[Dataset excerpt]
------------------------------------------------

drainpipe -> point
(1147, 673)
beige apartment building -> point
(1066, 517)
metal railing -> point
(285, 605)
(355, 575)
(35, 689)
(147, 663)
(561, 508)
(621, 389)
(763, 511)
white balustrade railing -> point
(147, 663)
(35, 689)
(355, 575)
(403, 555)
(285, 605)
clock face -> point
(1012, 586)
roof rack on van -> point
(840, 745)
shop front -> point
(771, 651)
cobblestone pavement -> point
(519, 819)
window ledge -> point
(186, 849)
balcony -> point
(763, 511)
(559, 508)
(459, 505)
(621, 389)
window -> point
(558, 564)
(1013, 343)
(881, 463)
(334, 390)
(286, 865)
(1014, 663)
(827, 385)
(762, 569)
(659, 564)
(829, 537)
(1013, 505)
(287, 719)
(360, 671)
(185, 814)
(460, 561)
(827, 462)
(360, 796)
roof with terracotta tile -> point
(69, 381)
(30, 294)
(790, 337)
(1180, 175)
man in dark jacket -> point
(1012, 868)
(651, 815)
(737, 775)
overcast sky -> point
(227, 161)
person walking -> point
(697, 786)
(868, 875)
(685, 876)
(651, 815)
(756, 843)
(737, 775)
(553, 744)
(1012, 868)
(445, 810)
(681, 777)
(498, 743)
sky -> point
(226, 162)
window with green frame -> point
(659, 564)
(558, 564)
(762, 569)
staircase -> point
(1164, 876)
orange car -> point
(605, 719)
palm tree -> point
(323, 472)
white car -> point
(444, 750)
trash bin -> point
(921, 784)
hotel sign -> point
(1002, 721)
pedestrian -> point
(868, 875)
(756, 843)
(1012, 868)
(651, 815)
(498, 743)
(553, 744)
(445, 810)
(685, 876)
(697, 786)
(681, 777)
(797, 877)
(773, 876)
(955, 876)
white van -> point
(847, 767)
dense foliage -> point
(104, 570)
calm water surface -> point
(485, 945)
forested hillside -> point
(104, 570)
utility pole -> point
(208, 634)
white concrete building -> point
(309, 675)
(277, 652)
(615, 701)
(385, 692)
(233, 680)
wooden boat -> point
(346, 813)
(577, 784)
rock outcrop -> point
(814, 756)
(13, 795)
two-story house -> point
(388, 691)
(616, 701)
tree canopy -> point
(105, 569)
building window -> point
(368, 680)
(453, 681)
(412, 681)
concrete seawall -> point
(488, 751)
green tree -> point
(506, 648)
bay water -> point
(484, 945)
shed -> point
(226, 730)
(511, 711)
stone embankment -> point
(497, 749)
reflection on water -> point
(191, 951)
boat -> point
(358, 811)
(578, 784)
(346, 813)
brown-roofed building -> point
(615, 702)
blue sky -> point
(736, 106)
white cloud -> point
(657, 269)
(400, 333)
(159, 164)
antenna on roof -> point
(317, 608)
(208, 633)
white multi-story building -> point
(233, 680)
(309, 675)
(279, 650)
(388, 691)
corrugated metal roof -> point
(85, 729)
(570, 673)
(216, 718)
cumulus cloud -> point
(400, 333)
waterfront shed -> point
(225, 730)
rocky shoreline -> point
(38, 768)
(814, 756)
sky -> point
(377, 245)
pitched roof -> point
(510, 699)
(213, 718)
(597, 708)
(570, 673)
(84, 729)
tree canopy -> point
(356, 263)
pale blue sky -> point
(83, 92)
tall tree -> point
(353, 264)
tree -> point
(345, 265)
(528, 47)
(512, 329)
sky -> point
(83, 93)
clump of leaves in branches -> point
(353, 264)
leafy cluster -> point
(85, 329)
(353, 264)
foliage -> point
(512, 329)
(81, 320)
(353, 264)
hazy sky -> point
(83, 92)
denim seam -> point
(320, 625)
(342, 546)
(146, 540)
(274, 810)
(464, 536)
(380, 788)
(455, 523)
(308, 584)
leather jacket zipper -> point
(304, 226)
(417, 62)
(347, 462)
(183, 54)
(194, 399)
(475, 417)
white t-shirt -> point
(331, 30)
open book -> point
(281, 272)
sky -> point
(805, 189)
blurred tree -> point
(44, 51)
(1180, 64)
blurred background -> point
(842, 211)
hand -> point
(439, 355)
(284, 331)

------------------------------------------------

◆ **WHAT YOU WILL DO**
Make an exact copy of every entry.

◆ **EXPECTED OUTPUT**
drainpipe -> point
(1147, 673)
beige apartment building -> point
(1066, 517)
metal railing -> point
(285, 605)
(355, 575)
(35, 689)
(147, 663)
(561, 508)
(621, 389)
(763, 511)
white balustrade railing -> point
(147, 663)
(35, 689)
(355, 575)
(403, 555)
(285, 605)
clock face -> point
(1012, 586)
roof rack on van -> point
(840, 745)
shop front -> point
(771, 651)
cobblestone pavement -> point
(519, 819)
window ledge -> point
(186, 849)
balcony -> point
(763, 511)
(559, 508)
(459, 505)
(621, 389)
window -> point
(558, 564)
(1013, 343)
(881, 463)
(334, 390)
(286, 865)
(1014, 663)
(827, 385)
(762, 569)
(659, 564)
(829, 537)
(1013, 505)
(287, 719)
(360, 671)
(185, 814)
(460, 561)
(827, 462)
(360, 796)
roof with terracotta tile -> point
(69, 381)
(30, 294)
(790, 337)
(1180, 175)
man in dark jacket -> point
(1012, 868)
(651, 815)
(737, 775)
overcast sky -> point
(227, 161)
person walking -> point
(697, 786)
(868, 875)
(685, 876)
(651, 815)
(756, 843)
(737, 775)
(553, 744)
(1012, 868)
(445, 810)
(681, 777)
(498, 743)
sky -> point
(226, 162)
window with green frame -> point
(659, 564)
(558, 564)
(762, 569)
staircase -> point
(1164, 876)
orange car -> point
(605, 719)
palm tree -> point
(323, 472)
white car -> point
(444, 750)
trash bin -> point
(921, 784)
hotel sign -> point
(1002, 721)
pedestrian -> point
(868, 875)
(756, 843)
(1012, 868)
(651, 815)
(498, 743)
(553, 744)
(445, 810)
(685, 876)
(697, 786)
(681, 777)
(797, 877)
(773, 876)
(955, 876)
white van -> point
(847, 767)
dense foliage -> point
(104, 570)
calm water surface -> point
(485, 945)
forested hillside -> point
(104, 570)
utility pole -> point
(208, 634)
white concrete building -> point
(309, 675)
(277, 652)
(615, 701)
(385, 692)
(233, 680)
wooden boat -> point
(346, 813)
(577, 784)
rock outcrop -> point
(814, 756)
(13, 795)
two-story house -> point
(388, 691)
(616, 701)
tree canopy -> point
(105, 569)
building window -> point
(368, 680)
(453, 681)
(412, 681)
concrete seawall -> point
(488, 751)
green tree -> point
(506, 648)
bay water -> point
(484, 945)
shed -> point
(226, 730)
(511, 711)
stone embankment -> point
(497, 749)
reflection on water -> point
(191, 951)
boat -> point
(358, 811)
(578, 784)
(346, 813)
brown-roofed building -> point
(615, 702)
blue sky -> point
(736, 106)
white cloud -> point
(657, 269)
(400, 333)
(159, 164)
antenna on roof -> point
(317, 608)
(208, 633)
white multi-story building -> point
(233, 680)
(309, 675)
(279, 650)
(388, 691)
corrugated metal roof -> point
(85, 729)
(570, 673)
(216, 718)
cumulus cloud -> point
(400, 333)
waterfront shed -> point
(225, 730)
rocky shoreline -> point
(38, 768)
(814, 756)
sky -> point
(377, 245)
pitched roof -> point
(510, 699)
(213, 718)
(597, 708)
(570, 673)
(84, 729)
tree canopy -> point
(356, 263)
pale blue sky -> point
(83, 92)
tall tree -> point
(353, 264)
tree -> point
(345, 265)
(528, 47)
(512, 329)
sky -> point
(83, 93)
clump of leaves in branches -> point
(353, 264)
leafy cluster -> point
(85, 329)
(353, 264)
foliage -> point
(512, 329)
(81, 320)
(353, 264)
hazy sky -> point
(83, 92)
denim seam -> point
(320, 625)
(342, 546)
(146, 540)
(274, 810)
(464, 536)
(380, 788)
(455, 523)
(308, 584)
leather jacket zipper -> point
(304, 226)
(417, 62)
(347, 462)
(183, 54)
(194, 399)
(475, 417)
white t-shirt -> point
(331, 30)
open book -> point
(281, 272)
sky -> point
(805, 189)
blurred tree -> point
(44, 51)
(1180, 64)
blurred background -> point
(842, 211)
hand -> point
(439, 355)
(284, 331)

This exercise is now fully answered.